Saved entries
━━━━━━━━

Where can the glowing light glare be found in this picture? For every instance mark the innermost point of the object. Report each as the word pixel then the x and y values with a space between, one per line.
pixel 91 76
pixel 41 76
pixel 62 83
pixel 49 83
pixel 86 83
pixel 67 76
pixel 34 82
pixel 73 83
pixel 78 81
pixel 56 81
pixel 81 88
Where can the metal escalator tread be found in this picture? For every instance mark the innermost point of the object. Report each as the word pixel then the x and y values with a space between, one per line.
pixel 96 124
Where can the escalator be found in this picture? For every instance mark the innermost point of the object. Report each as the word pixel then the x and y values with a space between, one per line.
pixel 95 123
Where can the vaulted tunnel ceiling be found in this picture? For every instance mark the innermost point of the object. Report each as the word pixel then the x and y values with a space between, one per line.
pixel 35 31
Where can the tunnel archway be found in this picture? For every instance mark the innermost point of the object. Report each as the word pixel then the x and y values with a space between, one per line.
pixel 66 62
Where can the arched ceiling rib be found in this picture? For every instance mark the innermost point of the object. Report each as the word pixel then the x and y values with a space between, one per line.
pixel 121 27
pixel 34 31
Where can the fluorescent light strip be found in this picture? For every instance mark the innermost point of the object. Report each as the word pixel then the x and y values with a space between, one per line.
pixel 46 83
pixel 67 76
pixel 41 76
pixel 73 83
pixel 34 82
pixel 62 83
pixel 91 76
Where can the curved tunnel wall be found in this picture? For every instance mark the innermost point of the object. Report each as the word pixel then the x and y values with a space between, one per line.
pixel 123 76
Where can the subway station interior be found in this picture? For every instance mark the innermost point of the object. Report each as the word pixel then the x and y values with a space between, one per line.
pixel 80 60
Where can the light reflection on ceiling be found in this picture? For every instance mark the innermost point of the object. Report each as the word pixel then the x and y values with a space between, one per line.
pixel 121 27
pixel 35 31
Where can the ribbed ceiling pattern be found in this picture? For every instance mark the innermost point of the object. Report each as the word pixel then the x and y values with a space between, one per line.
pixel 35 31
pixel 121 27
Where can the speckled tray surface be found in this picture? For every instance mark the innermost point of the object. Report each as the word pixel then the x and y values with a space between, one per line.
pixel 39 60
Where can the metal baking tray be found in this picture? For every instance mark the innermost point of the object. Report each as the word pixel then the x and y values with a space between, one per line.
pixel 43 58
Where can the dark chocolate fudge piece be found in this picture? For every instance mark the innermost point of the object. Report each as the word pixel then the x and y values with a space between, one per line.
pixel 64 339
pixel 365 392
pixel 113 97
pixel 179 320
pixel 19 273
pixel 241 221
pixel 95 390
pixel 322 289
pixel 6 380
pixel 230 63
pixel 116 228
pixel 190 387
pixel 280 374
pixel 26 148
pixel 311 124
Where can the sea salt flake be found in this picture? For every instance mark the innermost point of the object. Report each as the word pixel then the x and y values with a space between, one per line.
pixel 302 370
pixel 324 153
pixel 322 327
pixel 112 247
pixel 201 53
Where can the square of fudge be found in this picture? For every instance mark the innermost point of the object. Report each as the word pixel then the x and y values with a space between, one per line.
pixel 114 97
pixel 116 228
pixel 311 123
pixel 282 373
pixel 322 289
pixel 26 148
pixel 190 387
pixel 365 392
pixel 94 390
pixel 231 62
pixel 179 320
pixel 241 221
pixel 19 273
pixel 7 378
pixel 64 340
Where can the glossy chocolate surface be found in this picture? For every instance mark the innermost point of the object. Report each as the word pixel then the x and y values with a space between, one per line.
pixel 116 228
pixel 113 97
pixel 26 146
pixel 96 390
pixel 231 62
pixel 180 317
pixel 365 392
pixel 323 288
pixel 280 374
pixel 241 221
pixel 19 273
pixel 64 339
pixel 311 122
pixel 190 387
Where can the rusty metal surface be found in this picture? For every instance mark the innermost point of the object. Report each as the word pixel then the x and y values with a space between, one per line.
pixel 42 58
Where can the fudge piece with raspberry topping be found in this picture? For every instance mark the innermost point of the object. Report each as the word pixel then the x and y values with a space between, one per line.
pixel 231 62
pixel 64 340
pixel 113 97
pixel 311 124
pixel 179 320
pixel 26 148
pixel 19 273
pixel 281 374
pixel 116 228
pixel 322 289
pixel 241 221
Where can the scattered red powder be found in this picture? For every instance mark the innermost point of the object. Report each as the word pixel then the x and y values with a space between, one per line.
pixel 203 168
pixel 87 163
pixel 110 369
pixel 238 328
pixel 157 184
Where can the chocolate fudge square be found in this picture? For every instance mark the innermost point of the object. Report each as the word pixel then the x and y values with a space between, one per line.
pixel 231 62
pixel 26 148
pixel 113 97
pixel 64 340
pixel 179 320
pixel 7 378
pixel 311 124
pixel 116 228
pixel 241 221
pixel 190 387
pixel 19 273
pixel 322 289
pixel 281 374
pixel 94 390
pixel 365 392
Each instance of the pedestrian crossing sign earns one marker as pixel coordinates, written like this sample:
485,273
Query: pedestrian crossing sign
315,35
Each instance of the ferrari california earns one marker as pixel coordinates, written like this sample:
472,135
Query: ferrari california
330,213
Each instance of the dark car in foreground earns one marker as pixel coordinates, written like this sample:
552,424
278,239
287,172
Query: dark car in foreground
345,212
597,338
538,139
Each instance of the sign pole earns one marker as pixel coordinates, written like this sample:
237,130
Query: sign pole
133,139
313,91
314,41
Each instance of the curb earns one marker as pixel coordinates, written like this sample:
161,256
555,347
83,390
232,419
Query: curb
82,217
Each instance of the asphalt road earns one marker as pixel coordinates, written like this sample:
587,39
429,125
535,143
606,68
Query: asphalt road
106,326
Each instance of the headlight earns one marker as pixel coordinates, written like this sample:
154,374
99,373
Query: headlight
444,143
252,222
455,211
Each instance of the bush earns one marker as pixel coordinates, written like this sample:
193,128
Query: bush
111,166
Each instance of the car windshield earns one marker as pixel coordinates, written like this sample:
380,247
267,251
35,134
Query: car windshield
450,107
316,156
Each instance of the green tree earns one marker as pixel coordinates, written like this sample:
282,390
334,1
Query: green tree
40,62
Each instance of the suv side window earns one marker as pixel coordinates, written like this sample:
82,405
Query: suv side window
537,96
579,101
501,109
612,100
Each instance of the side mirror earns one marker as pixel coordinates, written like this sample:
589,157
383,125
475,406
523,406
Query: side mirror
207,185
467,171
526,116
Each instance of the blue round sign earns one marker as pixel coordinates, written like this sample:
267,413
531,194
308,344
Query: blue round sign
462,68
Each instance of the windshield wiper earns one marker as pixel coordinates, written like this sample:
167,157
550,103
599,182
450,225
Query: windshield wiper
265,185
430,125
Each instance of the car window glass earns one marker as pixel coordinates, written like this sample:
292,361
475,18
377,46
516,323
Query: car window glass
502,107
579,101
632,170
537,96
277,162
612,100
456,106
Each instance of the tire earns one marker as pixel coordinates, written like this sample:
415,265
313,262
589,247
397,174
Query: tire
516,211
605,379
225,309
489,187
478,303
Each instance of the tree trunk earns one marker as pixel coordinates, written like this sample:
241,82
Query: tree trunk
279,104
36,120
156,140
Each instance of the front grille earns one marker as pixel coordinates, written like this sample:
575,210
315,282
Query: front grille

━━━━━━━━

Could you type out every entry again exactly as it stands?

Result for this exercise:
Where can the glowing light glare be found in this picture? For every instance mark the innermost point of the object. Report each as the word pixel then the x and y values with a space between, one per line.
pixel 91 76
pixel 41 76
pixel 62 83
pixel 49 83
pixel 86 83
pixel 67 76
pixel 34 82
pixel 73 83
pixel 78 81
pixel 56 81
pixel 81 88
Where can the metal escalator tread be found in this picture? For every instance mark the innermost point of the object. Report each as the word pixel then the x and y values with a space between, one per line.
pixel 96 124
Where can the escalator be found in this picture? For every instance mark the innermost point of the object. Report each as the word pixel then the x and y values with a space between, one per line.
pixel 95 123
Where can the vaulted tunnel ceiling be found in this picture? For every instance mark the innermost point of the object. Report each as the word pixel then the x and y values with a space between, one per line.
pixel 35 31
Where can the tunnel archway be found in this picture? For every instance mark the innermost point of the object. Report each as the word pixel then the x and y values with a space between, one per line.
pixel 66 62
Where can the arched ceiling rib be found in this picture? For every instance mark the innermost point of the object. Report each as the word pixel then the x and y values with a space between, one per line.
pixel 121 27
pixel 34 31
Where can the fluorescent light strip be found in this picture? For every instance mark the innermost point of the object. Report each as the word pixel then the x and y values with a space between, one per line.
pixel 46 83
pixel 67 76
pixel 41 76
pixel 73 83
pixel 34 82
pixel 62 83
pixel 91 76
Where can the curved tunnel wall be found in this picture? For every instance mark the innermost point of the object. Report each as the word pixel then the x and y values with a space between, one per line.
pixel 123 76
Where can the subway station interior be found in this picture? For every instance mark the innermost point of the object. Report each as the word pixel then the x and y values with a space between, one per line.
pixel 80 60
Where can the light reflection on ceiling be found in this picture? For every instance mark the innermost point of the object. Report each as the word pixel then the x and y values with a space between, one per line.
pixel 121 27
pixel 35 31
Where can the ribbed ceiling pattern be found in this picture? For every instance mark the innermost point of the object. Report each as the word pixel then the x and y values with a space between, one per line.
pixel 35 31
pixel 121 27
Where can the speckled tray surface be found in this picture? For every instance mark the innermost point of the object. Report each as the word pixel then the x and y values with a space between, one per line.
pixel 39 60
Where can the metal baking tray be found in this picture? For every instance mark the innermost point of the object. Report each as the word pixel then the x and y values with a space between, one per line.
pixel 43 58
Where can the dark chocolate fudge piece be found in this picture? For every instance mark the innermost point of the object. Report each as the word pixel then the x and y values with a space between, one per line.
pixel 64 339
pixel 365 392
pixel 113 97
pixel 179 320
pixel 19 273
pixel 241 221
pixel 95 390
pixel 322 289
pixel 6 380
pixel 230 63
pixel 116 228
pixel 190 387
pixel 280 374
pixel 26 148
pixel 311 124
Where can the sea salt flake be found in this picture? For every instance mark the innermost point of the object. Report each as the word pixel then the x and y values with a space between, one per line.
pixel 302 370
pixel 324 153
pixel 322 327
pixel 112 247
pixel 201 53
Where can the square of fudge be found in this picture? For every instance mark the innermost point of the object. Report each as the word pixel then the x and y values with a space between, one per line.
pixel 114 97
pixel 116 228
pixel 311 123
pixel 282 373
pixel 322 289
pixel 26 148
pixel 190 387
pixel 365 392
pixel 94 390
pixel 231 62
pixel 179 320
pixel 241 221
pixel 19 273
pixel 7 378
pixel 64 340
Where can the glossy chocolate surface be found in this picture? For every instance mark the innermost point of the object. Report each as the word pixel then the x and y values with a space between, one per line.
pixel 116 228
pixel 113 97
pixel 26 146
pixel 96 390
pixel 231 62
pixel 180 317
pixel 365 392
pixel 323 288
pixel 280 374
pixel 241 221
pixel 19 273
pixel 64 339
pixel 311 122
pixel 190 387
Where can the rusty metal surface be found in this picture? For every instance mark the innermost point of the object. Report each as the word pixel then the x and y values with a space between, one per line.
pixel 42 58
Where can the fudge piece with raspberry topping be found in this picture? For every instance mark the innermost point of the object. Report each as the word pixel then the x and y values with a space between, one per line.
pixel 231 62
pixel 64 340
pixel 113 97
pixel 311 124
pixel 179 320
pixel 26 148
pixel 19 273
pixel 281 374
pixel 116 228
pixel 322 289
pixel 241 221
Where can the scattered red powder be found in this picture? For every instance mark the innermost point of the object. Report each as the word pixel then the x and y values with a space between, one per line.
pixel 203 168
pixel 87 163
pixel 110 369
pixel 238 328
pixel 157 184
Where can the chocolate fudge square be found in this picture? For every instance mark the innermost point of the object. Report each as the word pixel then the x and y values with a space between, one per line.
pixel 231 62
pixel 26 148
pixel 113 97
pixel 64 340
pixel 179 320
pixel 7 378
pixel 311 124
pixel 116 228
pixel 241 221
pixel 190 387
pixel 19 273
pixel 322 289
pixel 281 374
pixel 94 390
pixel 365 392
Each instance of the pedestrian crossing sign earns one marker as pixel coordinates, written like this sample:
485,273
Query: pedestrian crossing sign
315,35
Each instance of the ferrari california earns one marker as pixel coordinates, written like this sample:
472,135
Query: ferrari california
330,213
Each instance of the dark car in foreground earns one marker as pixel coordinates, written like this sample:
552,424
278,239
287,172
Query: dark car in foreground
345,212
597,338
538,139
Each instance of the sign pole earns one marker as pixel coordinates, written like this sample:
237,130
Query: sign pole
133,139
313,91
314,41
Each instance of the curb earns one marker as pixel coordinates, written like this sample:
161,256
555,347
83,390
232,419
Query: curb
82,217
Each instance of the asphalt road earns one marker as pixel coordinates, written like this sample:
587,39
429,125
535,143
606,68
Query: asphalt road
106,326
Each instance of the headlight earns one marker as pixel coordinates, written like this sample:
154,374
99,373
Query: headlight
444,143
252,222
455,211
Each instance of the bush earns one marker as pixel coordinates, written like this sample:
193,128
Query: bush
111,166
Each instance of the car windshield earns one marker as pixel coordinates, written like this sample:
380,247
267,251
35,134
Query: car windshield
450,107
316,156
Each instance of the green tree earns one marker as pixel coordinates, written like this sample:
282,390
334,1
Query: green tree
40,62
Each instance of the suv side window earns one marker as pixel coordinates, written like this sample:
82,405
Query: suv side window
537,96
579,101
501,109
612,100
Each instance of the side mirror earns one marker as pixel coordinates, written like this sample:
589,157
383,125
475,406
523,406
Query: side mirror
207,185
467,171
526,116
Each instance of the blue round sign earns one marker as pixel coordinates, written like this sample:
267,413
531,194
308,344
Query: blue round sign
462,68
Each instance of the windshield wiper earns one marker as pixel coordinates, written like this sample:
167,157
550,103
599,182
450,225
Query: windshield wiper
265,185
430,125
Each instance of the car window glass earns one marker as pixel coordinates, written like this sample:
292,361
475,18
377,46
516,323
Query: car window glass
502,107
579,101
632,170
537,96
277,162
612,100
456,106
Each instance of the tire earns one marker as pixel coordinates, written like this sample:
415,265
313,262
589,247
397,174
Query: tire
516,211
605,379
225,309
489,187
478,303
Each instance of the tree trunk earns one marker as pixel coordinates, written like this sample:
241,82
Query: tree trunk
279,104
36,120
156,140
Each instance of the front grille earns one marker as pixel coordinates, written like this sample:
575,210
315,282
Query: front grille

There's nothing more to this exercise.